## AIM OF THE EXERCISE
Reproduce the data word for word, keeping every line complete.

## TASK DATA
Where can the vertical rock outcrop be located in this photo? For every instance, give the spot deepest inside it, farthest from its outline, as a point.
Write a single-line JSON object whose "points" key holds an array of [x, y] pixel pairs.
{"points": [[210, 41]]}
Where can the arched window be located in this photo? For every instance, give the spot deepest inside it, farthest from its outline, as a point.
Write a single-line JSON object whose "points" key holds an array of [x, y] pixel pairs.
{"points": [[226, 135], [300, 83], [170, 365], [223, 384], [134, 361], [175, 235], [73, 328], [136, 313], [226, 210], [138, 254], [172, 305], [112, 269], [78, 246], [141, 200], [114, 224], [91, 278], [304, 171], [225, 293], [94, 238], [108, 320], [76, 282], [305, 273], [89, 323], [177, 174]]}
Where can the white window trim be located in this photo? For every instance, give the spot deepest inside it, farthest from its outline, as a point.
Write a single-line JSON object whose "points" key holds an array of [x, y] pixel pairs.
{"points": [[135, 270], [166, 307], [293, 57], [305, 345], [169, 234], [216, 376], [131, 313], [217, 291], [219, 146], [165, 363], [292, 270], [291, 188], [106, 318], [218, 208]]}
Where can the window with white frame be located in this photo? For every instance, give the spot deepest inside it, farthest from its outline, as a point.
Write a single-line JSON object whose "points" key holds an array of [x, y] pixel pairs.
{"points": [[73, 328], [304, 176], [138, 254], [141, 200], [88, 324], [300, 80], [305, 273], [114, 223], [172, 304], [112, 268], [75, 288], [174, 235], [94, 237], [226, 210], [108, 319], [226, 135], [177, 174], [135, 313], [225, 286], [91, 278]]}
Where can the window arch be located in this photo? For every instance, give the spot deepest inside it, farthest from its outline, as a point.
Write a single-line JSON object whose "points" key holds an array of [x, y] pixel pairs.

## OUTPUT
Where can the vertical rock outcrop be located in this photo? For every instance, give the spot deepest inside it, farthest from its outline, as a point.
Write a single-line JSON object whose "points" key holds an array of [x, y] pixel pairs.
{"points": [[210, 41]]}
Where can the arched window be located in this photo? For every instance, give the spot deepest inside it, farthest from its outline, as a point.
Write a single-line JSON object whose "points" key holds an array of [x, y] pixel pairs.
{"points": [[226, 135], [300, 83], [170, 365], [223, 384], [134, 361], [175, 235], [73, 328], [136, 313], [226, 210], [138, 254], [172, 305], [112, 269], [78, 246], [141, 200], [114, 224], [91, 278], [304, 171], [225, 293], [94, 238], [108, 320], [76, 282], [305, 273], [89, 323], [177, 174]]}
Where can the white window trim be located in this photo? For every instance, give the spot deepest inside it, farthest from its outline, as a point.
Write a single-line JSON object whose "points" key holds an array of [x, y] pixel pairs.
{"points": [[135, 270], [166, 307], [293, 57], [305, 345], [169, 234], [216, 376], [131, 313], [217, 291], [219, 146], [165, 363], [292, 270], [291, 188], [106, 318], [218, 208]]}
Where can the window with white frame be located in this photo? For every instance, give the spot deepest inside it, farthest from its outline, as a point.
Write a single-line JSON object whose "points" key holds an array of [x, y] pixel pairs.
{"points": [[73, 328], [304, 176], [138, 254], [141, 200], [88, 324], [300, 80], [305, 273], [114, 223], [172, 304], [112, 268], [75, 288], [174, 235], [94, 237], [226, 210], [108, 319], [226, 135], [177, 174], [135, 313], [225, 286], [91, 278]]}
Where can the window arch be located in this photo? For every instance, give the spot deepest inside it, farthest from its outline, as a point.
Write a single-line JSON object whose "points" key holds an array of [x, y] pixel pairs.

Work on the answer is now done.